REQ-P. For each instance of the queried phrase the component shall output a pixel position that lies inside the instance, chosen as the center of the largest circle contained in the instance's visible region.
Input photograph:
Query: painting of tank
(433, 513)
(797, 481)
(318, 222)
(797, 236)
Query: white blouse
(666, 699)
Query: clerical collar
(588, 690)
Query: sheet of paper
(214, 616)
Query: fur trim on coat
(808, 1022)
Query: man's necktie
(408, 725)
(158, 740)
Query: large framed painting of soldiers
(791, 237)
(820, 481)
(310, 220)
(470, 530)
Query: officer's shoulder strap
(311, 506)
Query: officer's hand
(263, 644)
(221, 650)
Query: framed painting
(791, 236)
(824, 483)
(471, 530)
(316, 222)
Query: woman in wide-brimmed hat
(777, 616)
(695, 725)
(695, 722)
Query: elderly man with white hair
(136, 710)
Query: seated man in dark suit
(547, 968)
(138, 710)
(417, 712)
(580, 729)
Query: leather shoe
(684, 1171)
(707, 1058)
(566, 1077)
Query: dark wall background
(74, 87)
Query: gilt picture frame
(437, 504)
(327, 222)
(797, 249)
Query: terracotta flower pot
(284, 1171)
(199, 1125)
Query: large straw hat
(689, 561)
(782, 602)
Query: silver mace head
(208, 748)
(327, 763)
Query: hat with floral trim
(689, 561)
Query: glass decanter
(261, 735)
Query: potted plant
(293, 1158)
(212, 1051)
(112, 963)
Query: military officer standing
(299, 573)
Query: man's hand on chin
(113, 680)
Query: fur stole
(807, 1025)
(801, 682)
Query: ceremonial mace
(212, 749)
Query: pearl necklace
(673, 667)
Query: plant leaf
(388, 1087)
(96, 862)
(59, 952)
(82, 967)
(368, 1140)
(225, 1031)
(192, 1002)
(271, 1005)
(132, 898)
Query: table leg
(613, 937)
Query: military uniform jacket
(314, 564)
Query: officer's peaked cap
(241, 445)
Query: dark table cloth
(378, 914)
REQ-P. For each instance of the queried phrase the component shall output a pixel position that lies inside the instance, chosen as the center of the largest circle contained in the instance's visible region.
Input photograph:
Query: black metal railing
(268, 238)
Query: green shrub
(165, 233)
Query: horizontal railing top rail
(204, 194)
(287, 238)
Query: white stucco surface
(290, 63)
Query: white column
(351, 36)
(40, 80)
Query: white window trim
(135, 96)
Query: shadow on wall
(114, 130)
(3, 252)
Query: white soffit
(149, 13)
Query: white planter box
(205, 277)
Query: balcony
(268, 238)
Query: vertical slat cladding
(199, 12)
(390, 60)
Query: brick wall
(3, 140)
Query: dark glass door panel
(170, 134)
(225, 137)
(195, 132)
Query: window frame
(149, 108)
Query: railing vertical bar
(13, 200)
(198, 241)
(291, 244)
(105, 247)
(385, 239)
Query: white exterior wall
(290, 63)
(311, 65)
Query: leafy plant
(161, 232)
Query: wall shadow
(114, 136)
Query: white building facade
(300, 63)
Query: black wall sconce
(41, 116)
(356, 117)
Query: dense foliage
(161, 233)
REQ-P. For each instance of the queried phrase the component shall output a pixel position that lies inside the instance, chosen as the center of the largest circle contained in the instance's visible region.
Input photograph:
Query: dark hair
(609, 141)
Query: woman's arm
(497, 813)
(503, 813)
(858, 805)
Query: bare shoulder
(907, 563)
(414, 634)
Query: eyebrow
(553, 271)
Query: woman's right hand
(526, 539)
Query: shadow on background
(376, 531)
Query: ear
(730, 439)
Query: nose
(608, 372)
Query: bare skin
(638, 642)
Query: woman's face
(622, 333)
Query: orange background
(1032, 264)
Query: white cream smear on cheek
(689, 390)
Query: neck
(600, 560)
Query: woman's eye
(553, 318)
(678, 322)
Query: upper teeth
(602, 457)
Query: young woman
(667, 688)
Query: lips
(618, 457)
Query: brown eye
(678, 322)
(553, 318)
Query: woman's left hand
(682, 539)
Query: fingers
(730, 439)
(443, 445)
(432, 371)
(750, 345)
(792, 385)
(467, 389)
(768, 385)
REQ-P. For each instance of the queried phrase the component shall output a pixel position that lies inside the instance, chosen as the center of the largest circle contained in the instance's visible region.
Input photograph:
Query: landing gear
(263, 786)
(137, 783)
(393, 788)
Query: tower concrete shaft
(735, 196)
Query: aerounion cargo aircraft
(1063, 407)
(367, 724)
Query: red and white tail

OBJETIVO DE LA TAREA - Organiza en una tabla Markdown las líneas de los registros, empezando por la que contiene "Query: plant leaf" y terminando en la que contiene "(1032, 264)". Usa las columnas Fila, con el número de cada una, y Línea, con su texto, y deja fuera las líneas en blanco.

TAREA COMPLETADA -
| Fila | Línea |
|---|---|
| 1 | Query: plant leaf |
| 2 | (388, 1087) |
| 3 | (96, 862) |
| 4 | (59, 952) |
| 5 | (82, 967) |
| 6 | (368, 1140) |
| 7 | (225, 1031) |
| 8 | (192, 1002) |
| 9 | (271, 1005) |
| 10 | (132, 898) |
| 11 | Query: table leg |
| 12 | (613, 937) |
| 13 | Query: military uniform jacket |
| 14 | (314, 564) |
| 15 | Query: officer's peaked cap |
| 16 | (241, 445) |
| 17 | Query: dark table cloth |
| 18 | (378, 914) |
| 19 | REQ-P. For each instance of the queried phrase the component shall output a pixel position that lies inside the instance, chosen as the center of the largest circle contained in the instance's visible region. |
| 20 | Input photograph: |
| 21 | Query: black metal railing |
| 22 | (268, 238) |
| 23 | Query: green shrub |
| 24 | (165, 233) |
| 25 | Query: horizontal railing top rail |
| 26 | (204, 194) |
| 27 | (287, 238) |
| 28 | Query: white stucco surface |
| 29 | (290, 63) |
| 30 | Query: white column |
| 31 | (351, 36) |
| 32 | (40, 80) |
| 33 | Query: white window trim |
| 34 | (135, 96) |
| 35 | Query: shadow on wall |
| 36 | (114, 130) |
| 37 | (3, 252) |
| 38 | Query: white soffit |
| 39 | (149, 13) |
| 40 | Query: white planter box |
| 41 | (205, 277) |
| 42 | Query: balcony |
| 43 | (268, 238) |
| 44 | Query: vertical slat cladding |
| 45 | (199, 12) |
| 46 | (390, 60) |
| 47 | Query: brick wall |
| 48 | (3, 140) |
| 49 | Query: dark glass door panel |
| 50 | (170, 134) |
| 51 | (225, 137) |
| 52 | (195, 132) |
| 53 | Query: window frame |
| 54 | (149, 108) |
| 55 | Query: railing vertical bar |
| 56 | (13, 200) |
| 57 | (198, 241) |
| 58 | (291, 244) |
| 59 | (105, 247) |
| 60 | (385, 239) |
| 61 | Query: white exterior wall |
| 62 | (290, 63) |
| 63 | (311, 65) |
| 64 | Query: leafy plant |
| 65 | (161, 232) |
| 66 | Query: wall shadow |
| 67 | (114, 136) |
| 68 | Query: white building facade |
| 69 | (300, 63) |
| 70 | Query: black wall sconce |
| 71 | (41, 116) |
| 72 | (356, 117) |
| 73 | Query: dense foliage |
| 74 | (161, 233) |
| 75 | REQ-P. For each instance of the queried phrase the component shall output a pixel position that lies inside the instance, chosen as the center of the largest circle contained in the instance's visible region. |
| 76 | Input photograph: |
| 77 | Query: dark hair |
| 78 | (609, 141) |
| 79 | Query: woman's arm |
| 80 | (497, 813) |
| 81 | (503, 813) |
| 82 | (858, 805) |
| 83 | Query: bare shoulder |
| 84 | (907, 563) |
| 85 | (414, 634) |
| 86 | Query: eyebrow |
| 87 | (553, 271) |
| 88 | Query: woman's right hand |
| 89 | (526, 539) |
| 90 | Query: shadow on background |
| 91 | (376, 531) |
| 92 | Query: ear |
| 93 | (730, 439) |
| 94 | Query: nose |
| 95 | (608, 372) |
| 96 | Query: bare skin |
| 97 | (638, 642) |
| 98 | Query: woman's face |
| 99 | (622, 333) |
| 100 | Query: orange background |
| 101 | (1032, 264) |